• TEXTO DE REFERÊNCIA:
☆ ☆ ☆

Entenda inquérito do ataque hacker ao TSE utilizado por Bolsonaro para questionar urnas
BRASÍLIA, DF (FOLHAPRESS) - O presidente Jair Bolsonaro (PL) voltou a citar o inquérito aberto pela Polícia Federal para apurar um ataque hacker ao sistema do TSE (Tribunal Superior Eleitoral) como exemplo de que há suspeitas sobre a segurança das urnas eletrônicas.
Em entrevista nesta segunda-feira (22) ao Jornal Nacional, da Rede Globo, o presidente repetiu a tese de que o TSE apagou as provas da invasão ao descartar os LOGs ?registros de atividades? e citou a investigação quando questionado sobre suas acusações contra o sistema eleitoral.
"Vocês não leram o inquérito da Polícia Federal, que inclusive está inconcluso", disse Bolsonaro.

☆ ☆ ☆

• Registros extraídos:

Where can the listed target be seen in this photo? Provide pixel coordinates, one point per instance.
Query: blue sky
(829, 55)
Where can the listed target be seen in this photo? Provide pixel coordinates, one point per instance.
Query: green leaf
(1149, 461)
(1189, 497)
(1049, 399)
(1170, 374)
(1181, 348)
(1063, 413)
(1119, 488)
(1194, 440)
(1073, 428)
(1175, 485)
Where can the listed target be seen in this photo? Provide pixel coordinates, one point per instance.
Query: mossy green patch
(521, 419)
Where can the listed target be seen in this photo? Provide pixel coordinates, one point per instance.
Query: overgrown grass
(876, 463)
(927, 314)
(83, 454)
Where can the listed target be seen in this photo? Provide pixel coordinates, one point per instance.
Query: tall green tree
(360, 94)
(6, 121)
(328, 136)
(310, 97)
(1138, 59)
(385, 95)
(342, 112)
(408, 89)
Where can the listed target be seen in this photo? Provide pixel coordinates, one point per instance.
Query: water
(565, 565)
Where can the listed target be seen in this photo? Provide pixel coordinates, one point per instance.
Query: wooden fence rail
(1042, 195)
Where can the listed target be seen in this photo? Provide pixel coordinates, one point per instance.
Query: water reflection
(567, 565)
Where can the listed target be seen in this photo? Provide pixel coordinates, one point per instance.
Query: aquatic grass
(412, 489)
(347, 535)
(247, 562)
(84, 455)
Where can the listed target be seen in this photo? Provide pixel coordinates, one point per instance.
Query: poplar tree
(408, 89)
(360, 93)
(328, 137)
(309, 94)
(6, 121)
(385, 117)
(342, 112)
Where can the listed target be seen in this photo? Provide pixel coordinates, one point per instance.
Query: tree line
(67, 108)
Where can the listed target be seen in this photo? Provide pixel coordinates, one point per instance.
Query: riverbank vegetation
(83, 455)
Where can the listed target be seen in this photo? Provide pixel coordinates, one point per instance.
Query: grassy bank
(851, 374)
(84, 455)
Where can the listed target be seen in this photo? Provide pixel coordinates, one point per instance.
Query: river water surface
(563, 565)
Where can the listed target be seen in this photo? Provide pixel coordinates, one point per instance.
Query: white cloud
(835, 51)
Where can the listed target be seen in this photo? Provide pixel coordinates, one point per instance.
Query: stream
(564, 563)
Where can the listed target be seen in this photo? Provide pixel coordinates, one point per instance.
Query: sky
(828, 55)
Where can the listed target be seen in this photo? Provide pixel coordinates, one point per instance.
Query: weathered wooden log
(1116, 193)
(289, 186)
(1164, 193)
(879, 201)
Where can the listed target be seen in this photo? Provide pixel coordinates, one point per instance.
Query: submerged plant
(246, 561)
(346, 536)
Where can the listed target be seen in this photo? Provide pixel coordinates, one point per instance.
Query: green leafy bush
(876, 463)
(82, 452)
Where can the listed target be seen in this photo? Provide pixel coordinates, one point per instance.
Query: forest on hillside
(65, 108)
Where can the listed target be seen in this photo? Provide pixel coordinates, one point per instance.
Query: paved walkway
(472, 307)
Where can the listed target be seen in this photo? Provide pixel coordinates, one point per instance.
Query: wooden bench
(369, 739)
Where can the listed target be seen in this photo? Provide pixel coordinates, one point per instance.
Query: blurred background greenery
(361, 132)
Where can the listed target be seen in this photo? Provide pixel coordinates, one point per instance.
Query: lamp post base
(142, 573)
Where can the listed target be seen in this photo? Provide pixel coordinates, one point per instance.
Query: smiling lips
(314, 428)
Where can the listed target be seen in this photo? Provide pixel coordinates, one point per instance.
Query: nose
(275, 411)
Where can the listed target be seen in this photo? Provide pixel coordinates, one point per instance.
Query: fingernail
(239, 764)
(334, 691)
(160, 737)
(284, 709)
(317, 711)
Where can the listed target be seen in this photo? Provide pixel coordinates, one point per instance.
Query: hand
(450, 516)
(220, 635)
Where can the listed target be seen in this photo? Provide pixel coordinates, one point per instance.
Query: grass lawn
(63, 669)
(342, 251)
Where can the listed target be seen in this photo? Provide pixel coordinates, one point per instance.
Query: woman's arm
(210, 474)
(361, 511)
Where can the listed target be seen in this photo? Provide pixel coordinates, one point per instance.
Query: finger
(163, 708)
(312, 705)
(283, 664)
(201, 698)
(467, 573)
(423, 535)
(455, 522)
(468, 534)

☆ ☆ ☆

• INSTRUÇÕES:
[1] Com base no texto sobre o inquérito do ataque hacker ao TSE, responda:
(a) Qual órgão abriu o inquérito para apurar o ataque ao sistema do TSE?
(b) Em qual programa, e de qual emissora, Bolsonaro deu a entrevista mencionada?
(c) Segundo a fala de Bolsonaro citada, em que situação está o inquérito?
[2] Prossiga com o texto sobre o inquérito do ataque hacker ao TSE a partir da última frase apresentada.
Os registros não guardam relação com o texto.

• RESPOSTAS POR TAREFA:
[1]
(a) A Polícia Federal.
(b) No Jornal Nacional, da Rede Globo.
(c) Está inconcluso.

[2]
Atualmente, a investigação está em andamento na Direção de Inteligência Policial da PF.
A tese de que a apuração corrobora uma possível manipulação de votos no sistema da corte já foi rebatida pelo TSE. Em depoimento ao próprio órgão, o delegado do caso também negou ter encontrado indícios de fraude nas urnas ao apurar a invasão hacker.
Não é a primeira vez que Bolsonaro se vale da investigação para atacar a segurança nas urnas e levantar suspeitas, sem provas, sobre uma suposta fraude na eleição de 2018.
A primeira vez foi em 4 de agosto de 2021, quando divulgou a investigação em uma live. Por causa dessa atitude, Bolsonaro passou a ser investigado pela própria PF, que concluiu pela prática de crime do presidente por divulgar uma apuração sigilosa.
Já neste ano, em 18 de julho, Bolsonaro voltou a utilizar o inquérito para atacar as urnas eletrônicas, novamente sem provas, em encontro com dezenas de embaixadores no Palácio do Planalto.
Entenda abaixo alguns pontos do inquérito do ataque hacker ao TSE e da apuração aberta após Bolsonaro divulgar a investigação.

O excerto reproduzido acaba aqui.